Start of Document segment

Best candidate I have right now would be fixed by the patch below.
But since I cannot reproduce the bug, that patch is just guesswork.

Jörn
srimugunthan dhandapani - Aug. 12, 2011, 5:26 p.m.
Hi,

> I wouldn't suspect any code changes to cause the different behaviour.
> Kernel config and test machine (memsize, etc.) would be more likely
> candidates.  So if you could try the patch and send me the output,
> that would be useful.

I tried your patches and I also tried on official kernel release 3.0.1.
I have shared the bonnie output and logs in  the below link:

https://docs.google.com/leaf?id=0BycgLWCW61phNjY0ZDg4ZjUtYzAyMy00YTgwLWFlMmItNjlmZWIzMWFlNGUy&hl=en_US

Basically the bonnie test gets stuck , when it does "Create files in
sequential order...".
I did all my tests with nandsim. Are there any problems using logfs
with nandsim?
I hit on another  bug(segment.c:782) by running the following script.
-
#!/bin/bash
for i in $(seq 1 10)
do
	sudo mount -t logfs /dev/mtdblock0 /mnt/flash_drive/ ;
	cd /mnt/flash_drive/ ;
	sudo mkdir dir$i ;
	cd ;
	sudo umount /mnt/flash_drive/ ;
done
-
I did a partial analysis. It happens when we do the remount and it
follows the code path "Possibly incomplete write" in check_area()
function.(the area is open and memchr_inv returns non-null pointer).
It tries to do "logfs_rewrite_block", but since the free list is not
filled during this time, it says "LOGFS: ran out of free segments"
bug.
Hope you are able to reproduce this problem.
thanks,
mugunthan
Jörn Engel - Aug. 16, 2011, 5:17 p.m.
On Fri, 12 August 2011 22:56:02 +0530, srimugunthan dhandapani wrote:
> 
> > I wouldn't suspect any code changes to cause the different behaviour.
> > Kernel config and test machine (memsize, etc.) would be more likely
> > candidates.  So if you could try the patch and send me the output,
> > that would be useful.
> 
> I tried your patches and I also tried on official kernel release 3.0.1.
> I have shared the bonnie output and logs in  the below link:
> 
> https://docs.google.com/leaf?id=0BycgLWCW61phNjY0ZDg4ZjUtYzAyMy00YTgwLWFlMmItNjlmZWIzMWFlNGUy&hl=en_US

Are you sure you tried the first patch?  When I grep for
"logfs_invalidatepage", I only find the oopses, not my debug output.

> I did all my tests with nandsim. Are there any problems using logfs
> with nandsim?

Shouldn't be, unless nandsim is corrupting memory in a peculiar and
reproduceable way on your system.

Jörn
srimugunthan dhandapani - Aug. 21, 2011, 9:19 p.m.
hi,
>> I tried your patches and I also tried on official kernel release 3.0.1.
>> I have shared the bonnie output and logs in  the below link:
>>
>> https://docs.google.com/leaf?id=0BycgLWCW61phNjY0ZDg4ZjUtYzAyMy00YTgwLWFlMmItNjlmZWIzMWFlNGUy&hl=en_US

In the shared collection,the files corresponding to first patch are
2_bonnie_out.txt (the patch used and the bonnie output),
2_patch1_first50mb_log.txt (head of the log,first 50MB)
,2_patch1_last50mb_log.txt(tail of the log, last 50MB)

End of Document segment

Given exercise: In the logfs bug thread above, at which stage does the bonnie test get stuck?

Start of Records shown

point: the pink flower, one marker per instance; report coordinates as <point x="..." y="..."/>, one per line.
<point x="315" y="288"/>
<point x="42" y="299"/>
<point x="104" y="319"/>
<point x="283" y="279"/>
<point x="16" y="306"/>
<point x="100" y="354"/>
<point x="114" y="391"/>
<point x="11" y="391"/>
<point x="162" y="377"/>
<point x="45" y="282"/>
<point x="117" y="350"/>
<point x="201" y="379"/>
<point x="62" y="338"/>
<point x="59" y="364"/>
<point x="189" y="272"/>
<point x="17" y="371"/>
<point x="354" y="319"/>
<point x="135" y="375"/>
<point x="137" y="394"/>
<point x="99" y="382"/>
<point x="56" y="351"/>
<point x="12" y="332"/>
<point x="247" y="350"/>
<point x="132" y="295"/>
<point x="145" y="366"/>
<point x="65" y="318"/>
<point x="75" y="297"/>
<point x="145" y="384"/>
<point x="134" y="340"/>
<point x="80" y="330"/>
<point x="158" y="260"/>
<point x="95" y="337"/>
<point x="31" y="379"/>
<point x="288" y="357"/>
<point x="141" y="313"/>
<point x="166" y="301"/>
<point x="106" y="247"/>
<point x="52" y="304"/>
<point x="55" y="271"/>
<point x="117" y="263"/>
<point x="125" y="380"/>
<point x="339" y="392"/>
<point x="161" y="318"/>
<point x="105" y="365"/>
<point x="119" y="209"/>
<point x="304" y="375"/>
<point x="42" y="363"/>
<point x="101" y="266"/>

End of Records shown

Answer to the problem: At "Create files in sequential order...".